What you have to do = Return the complete listing that follows, with each line reproduced exactly.

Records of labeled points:

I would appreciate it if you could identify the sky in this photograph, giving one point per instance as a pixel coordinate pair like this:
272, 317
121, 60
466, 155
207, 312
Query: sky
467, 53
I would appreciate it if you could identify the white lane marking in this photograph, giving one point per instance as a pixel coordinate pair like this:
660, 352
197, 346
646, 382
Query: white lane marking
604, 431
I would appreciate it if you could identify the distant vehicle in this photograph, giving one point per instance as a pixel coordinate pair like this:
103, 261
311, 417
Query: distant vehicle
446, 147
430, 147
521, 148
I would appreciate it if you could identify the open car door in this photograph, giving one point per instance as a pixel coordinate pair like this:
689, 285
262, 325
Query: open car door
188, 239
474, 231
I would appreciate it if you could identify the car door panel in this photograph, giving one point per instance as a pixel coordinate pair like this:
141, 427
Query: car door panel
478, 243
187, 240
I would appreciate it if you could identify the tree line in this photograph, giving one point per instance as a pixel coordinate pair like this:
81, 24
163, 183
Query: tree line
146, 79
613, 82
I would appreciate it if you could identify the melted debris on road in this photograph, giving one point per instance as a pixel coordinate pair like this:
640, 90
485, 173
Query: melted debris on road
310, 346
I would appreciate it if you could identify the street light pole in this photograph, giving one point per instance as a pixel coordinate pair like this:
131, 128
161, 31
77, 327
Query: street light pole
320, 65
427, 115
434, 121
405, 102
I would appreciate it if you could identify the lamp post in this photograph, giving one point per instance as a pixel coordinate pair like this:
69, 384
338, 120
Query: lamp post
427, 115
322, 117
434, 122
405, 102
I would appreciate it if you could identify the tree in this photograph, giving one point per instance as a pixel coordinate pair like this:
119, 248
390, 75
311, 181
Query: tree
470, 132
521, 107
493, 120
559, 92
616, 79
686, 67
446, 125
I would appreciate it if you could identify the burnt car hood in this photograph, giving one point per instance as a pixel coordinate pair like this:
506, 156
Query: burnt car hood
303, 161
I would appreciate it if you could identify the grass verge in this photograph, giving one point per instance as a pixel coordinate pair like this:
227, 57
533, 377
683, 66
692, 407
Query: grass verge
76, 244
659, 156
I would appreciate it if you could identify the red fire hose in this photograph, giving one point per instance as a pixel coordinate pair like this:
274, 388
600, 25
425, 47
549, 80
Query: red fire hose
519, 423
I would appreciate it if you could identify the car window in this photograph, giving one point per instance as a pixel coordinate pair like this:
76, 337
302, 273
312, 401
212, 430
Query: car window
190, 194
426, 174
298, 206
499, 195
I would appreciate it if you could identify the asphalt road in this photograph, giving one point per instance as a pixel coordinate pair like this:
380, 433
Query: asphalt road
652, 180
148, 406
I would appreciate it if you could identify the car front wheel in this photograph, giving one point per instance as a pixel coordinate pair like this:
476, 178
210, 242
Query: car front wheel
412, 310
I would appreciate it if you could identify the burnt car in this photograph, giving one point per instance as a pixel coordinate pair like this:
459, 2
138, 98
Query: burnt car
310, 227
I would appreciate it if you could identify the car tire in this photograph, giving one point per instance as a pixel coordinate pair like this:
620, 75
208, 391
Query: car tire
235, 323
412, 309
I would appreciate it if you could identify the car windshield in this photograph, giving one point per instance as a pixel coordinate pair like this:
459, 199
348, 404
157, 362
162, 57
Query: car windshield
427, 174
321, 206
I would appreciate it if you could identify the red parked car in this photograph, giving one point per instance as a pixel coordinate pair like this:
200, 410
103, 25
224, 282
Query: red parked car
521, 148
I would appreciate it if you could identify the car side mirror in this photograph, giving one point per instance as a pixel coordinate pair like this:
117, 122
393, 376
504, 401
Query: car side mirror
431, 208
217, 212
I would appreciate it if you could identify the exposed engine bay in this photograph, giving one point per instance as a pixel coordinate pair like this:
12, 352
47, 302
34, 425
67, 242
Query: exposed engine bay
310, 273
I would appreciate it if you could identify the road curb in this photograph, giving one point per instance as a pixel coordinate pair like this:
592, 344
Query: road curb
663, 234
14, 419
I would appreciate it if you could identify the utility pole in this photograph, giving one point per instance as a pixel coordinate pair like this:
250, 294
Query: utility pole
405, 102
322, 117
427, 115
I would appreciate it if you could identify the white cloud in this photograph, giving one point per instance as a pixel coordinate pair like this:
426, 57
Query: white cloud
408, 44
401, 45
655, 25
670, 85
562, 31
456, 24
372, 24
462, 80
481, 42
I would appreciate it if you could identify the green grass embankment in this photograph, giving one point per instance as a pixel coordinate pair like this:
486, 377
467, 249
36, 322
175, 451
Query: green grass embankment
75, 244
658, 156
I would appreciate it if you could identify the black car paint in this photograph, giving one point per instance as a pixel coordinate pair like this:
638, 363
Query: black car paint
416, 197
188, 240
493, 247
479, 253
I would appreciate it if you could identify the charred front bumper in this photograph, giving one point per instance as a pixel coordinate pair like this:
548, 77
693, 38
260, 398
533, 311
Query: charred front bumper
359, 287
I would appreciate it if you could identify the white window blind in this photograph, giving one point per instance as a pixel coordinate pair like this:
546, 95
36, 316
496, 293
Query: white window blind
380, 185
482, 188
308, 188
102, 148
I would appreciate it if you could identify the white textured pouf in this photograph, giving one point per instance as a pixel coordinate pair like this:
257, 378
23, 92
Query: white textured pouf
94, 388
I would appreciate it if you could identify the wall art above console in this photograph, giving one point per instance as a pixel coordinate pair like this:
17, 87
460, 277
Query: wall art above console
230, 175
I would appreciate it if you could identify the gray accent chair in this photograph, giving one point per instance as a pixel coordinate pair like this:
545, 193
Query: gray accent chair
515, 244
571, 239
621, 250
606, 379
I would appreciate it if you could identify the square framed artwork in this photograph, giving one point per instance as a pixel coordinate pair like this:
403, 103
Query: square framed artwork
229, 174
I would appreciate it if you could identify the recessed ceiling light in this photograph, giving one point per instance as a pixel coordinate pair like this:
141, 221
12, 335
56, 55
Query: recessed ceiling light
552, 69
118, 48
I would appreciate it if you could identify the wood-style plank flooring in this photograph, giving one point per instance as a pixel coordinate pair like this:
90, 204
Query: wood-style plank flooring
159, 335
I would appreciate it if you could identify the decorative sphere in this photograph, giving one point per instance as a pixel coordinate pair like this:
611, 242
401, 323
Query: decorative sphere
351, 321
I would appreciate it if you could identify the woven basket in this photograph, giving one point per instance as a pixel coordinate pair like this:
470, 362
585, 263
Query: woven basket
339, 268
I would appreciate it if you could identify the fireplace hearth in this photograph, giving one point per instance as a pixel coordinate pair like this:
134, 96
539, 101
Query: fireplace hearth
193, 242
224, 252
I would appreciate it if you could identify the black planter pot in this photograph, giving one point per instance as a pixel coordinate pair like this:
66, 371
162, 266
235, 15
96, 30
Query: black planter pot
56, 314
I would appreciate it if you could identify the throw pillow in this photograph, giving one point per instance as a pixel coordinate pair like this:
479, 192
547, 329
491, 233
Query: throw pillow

Complete response =
I would appreciate it if you could identify the sky in this photograph, giving one point per instance as a pixel coordinate pair like this:
272, 317
121, 60
466, 155
207, 312
Query: sky
467, 53
I would appreciate it if you could identify the white lane marking in this photograph, giving one point per instance as a pixel coordinate pair like this:
660, 352
197, 346
646, 382
Query: white lane marking
604, 431
I would appreciate it if you could identify the distant vehicle in this photograph, giving one point per instance as a pixel coordinate pair like this:
103, 261
311, 417
Query: distant vehicle
446, 147
430, 147
521, 148
I would appreciate it if you could identify the open car door in this photograph, giving one point per instance as a pixel coordinate pair like this:
689, 285
262, 325
Query: open car door
188, 239
474, 231
I would appreciate it if you could identify the car door panel in this photograph, giving one point per instance as a pixel coordinate pair like this:
141, 427
Query: car door panel
478, 243
187, 240
I would appreciate it if you could identify the tree line in this photograph, giving one point per instance as a pixel coordinate pair like this:
81, 24
163, 183
Query: tree line
146, 79
613, 82
I would appreciate it if you could identify the melted debris on road in this photograph, giving one point per instance as a pixel coordinate pair like this:
640, 90
485, 173
Query: melted debris on road
310, 346
I would appreciate it if you could identify the street light pole in this photograph, giving one point per instance as a pixel coordinate pair like this:
131, 128
161, 31
77, 327
Query: street light pole
320, 65
427, 115
434, 121
405, 102
I would appreciate it if you could identify the lamp post in this photograph, giving one point per instance as a pixel coordinate pair like this:
69, 384
338, 120
Query: lamp post
427, 115
322, 117
434, 122
405, 102
I would appreciate it if you could identify the tree in this photograph, giving one point per instance as a pixel coordinate pair like this:
119, 248
390, 75
311, 181
Query: tree
470, 132
521, 107
493, 120
559, 92
616, 79
686, 67
446, 125
I would appreciate it if you could identify the burnt car hood in this photograph, giving one point per instance as a pixel coordinate pair like this:
506, 156
Query: burnt car hood
303, 161
I would appreciate it if you could identify the grass verge in this photograph, giving one point per instance as a pixel coordinate pair like this:
227, 57
533, 377
683, 66
692, 407
Query: grass verge
76, 244
659, 156
I would appreciate it if you could identify the red fire hose in this photograph, giving one point per instance as a pixel coordinate pair like this:
274, 388
600, 25
425, 47
549, 80
Query: red fire hose
519, 423
I would appreciate it if you could identify the car window in this photograph, giving one point per instance as a pixel coordinate pair like this:
76, 337
302, 273
312, 401
212, 430
Query: car window
190, 194
426, 174
298, 206
499, 195
I would appreciate it if you could identify the asphalt road in this photograph, giving one point per instance as a pixel coordinate pair like this:
380, 433
Query: asphalt road
652, 180
148, 406
I would appreciate it if you could identify the car front wheel in this photograph, giving one point per instance as a pixel coordinate pair like this:
476, 178
210, 242
Query: car front wheel
412, 310
I would appreciate it if you could identify the burnt car in this photograph, giving one point per instance as a pixel coordinate pair like this:
459, 2
138, 98
Query: burnt car
310, 227
I would appreciate it if you could identify the car tire in this photograph, giving one point per instance as a pixel coordinate pair like this:
620, 75
208, 391
Query: car tire
235, 323
412, 309
I would appreciate it if you could identify the car windshield in this photograph, giving one point per instance as a pixel coordinate pair like this:
459, 199
348, 404
157, 362
162, 57
Query: car windshield
427, 174
321, 206
I would appreciate it if you could identify the red parked car in this photograph, giving one point per instance as a pixel coordinate pair like this:
200, 410
103, 25
224, 282
Query: red parked car
521, 148
I would appreciate it if you could identify the car side mirror in this photograph, giving one point per instance as a pixel coordinate pair like this:
117, 122
393, 376
504, 401
Query: car side mirror
431, 208
217, 212
I would appreciate it if you could identify the exposed engine bay in this photograph, giving one point per instance as a pixel coordinate pair like this:
12, 352
47, 302
34, 425
67, 242
Query: exposed engine bay
310, 273
I would appreciate it if you could identify the road curb in this photograph, giving one point per instance as a pixel coordinate pair like this:
592, 344
Query: road curb
663, 234
14, 419
I would appreciate it if you could identify the utility pole in this photograph, giving one point per instance as a pixel coordinate pair like this:
250, 294
Query: utility pole
405, 102
322, 117
427, 115
I would appreciate it if you could identify the white cloud in this photograph, giving one point per instance as a pixel coordinate pair like this:
426, 57
Query: white cloud
408, 44
401, 45
655, 25
670, 85
562, 31
456, 24
372, 24
462, 80
481, 42
I would appreciate it if you could identify the green grass embankment in this photograph, giving one point per instance as a pixel coordinate pair like this:
486, 377
467, 249
36, 322
175, 451
Query: green grass embankment
75, 244
658, 156
I would appreciate it if you could identify the black car paint in this photograph, giving one point per instance as a pixel coordinate pair like this:
638, 363
Query: black car paint
416, 197
188, 240
493, 247
479, 253
I would appreciate it if you could identify the charred front bumper in this photograph, giving one point per instance as a pixel coordinate pair like this:
548, 77
693, 38
260, 398
533, 311
Query: charred front bumper
359, 287
I would appreciate it if you could identify the white window blind in this photograph, giving one point per instance as a pixel coordinate pair like this:
546, 95
36, 316
496, 293
Query: white window blind
380, 185
482, 188
308, 188
102, 148
I would appreciate it if you could identify the white textured pouf in this photograph, giving one point per instance as a pixel coordinate pair like this:
257, 378
23, 92
Query: white textured pouf
94, 388
I would appreciate it if you could identify the wall art above console in this photograph, giving one point per instance as a pixel coordinate pair like this:
17, 87
460, 277
Query: wall art above console
230, 175
I would appreciate it if you could identify the gray accent chair in this photograph, giving one point per instance as a pixel coordinate pair like this:
545, 193
Query: gray accent chair
515, 244
571, 239
621, 250
606, 379
I would appreciate it if you could identify the square framed artwork in this photograph, giving one point per instance as a pixel coordinate pair like this:
403, 103
Query: square framed artwork
229, 174
I would appreciate it if you could identify the recessed ceiling light in this photograph, giving one point per instance as a pixel coordinate pair like this:
141, 221
12, 335
56, 55
Query: recessed ceiling light
552, 69
118, 48
I would appreciate it if you could identify the wood-style plank flooring in this photograph, giving one point per instance as a pixel coordinate pair like this:
90, 204
Query: wood-style plank flooring
159, 335
I would appreciate it if you could identify the decorative sphere in this photograph, giving one point per instance as a pixel coordinate pair like this:
611, 242
401, 323
Query: decorative sphere
351, 321
I would appreciate it if you could identify the woven basket in this photograph, giving one point per instance as a pixel coordinate pair like this:
470, 362
585, 263
Query: woven basket
339, 268
I would appreciate it if you could identify the fireplace hearth in this photograph, giving one point per instance as a pixel coordinate pair like this:
134, 96
539, 101
Query: fireplace hearth
193, 242
224, 252
I would appreciate it if you could identify the black planter pot in this photograph, giving one point per instance as a pixel coordinate pair like this:
66, 371
162, 266
235, 15
96, 30
Query: black planter pot
56, 314
I would appreciate it if you could identify the throw pillow in this photograph, giving one point per instance as a pixel coordinate pair like this:
479, 192
547, 329
491, 233
Query: throw pillow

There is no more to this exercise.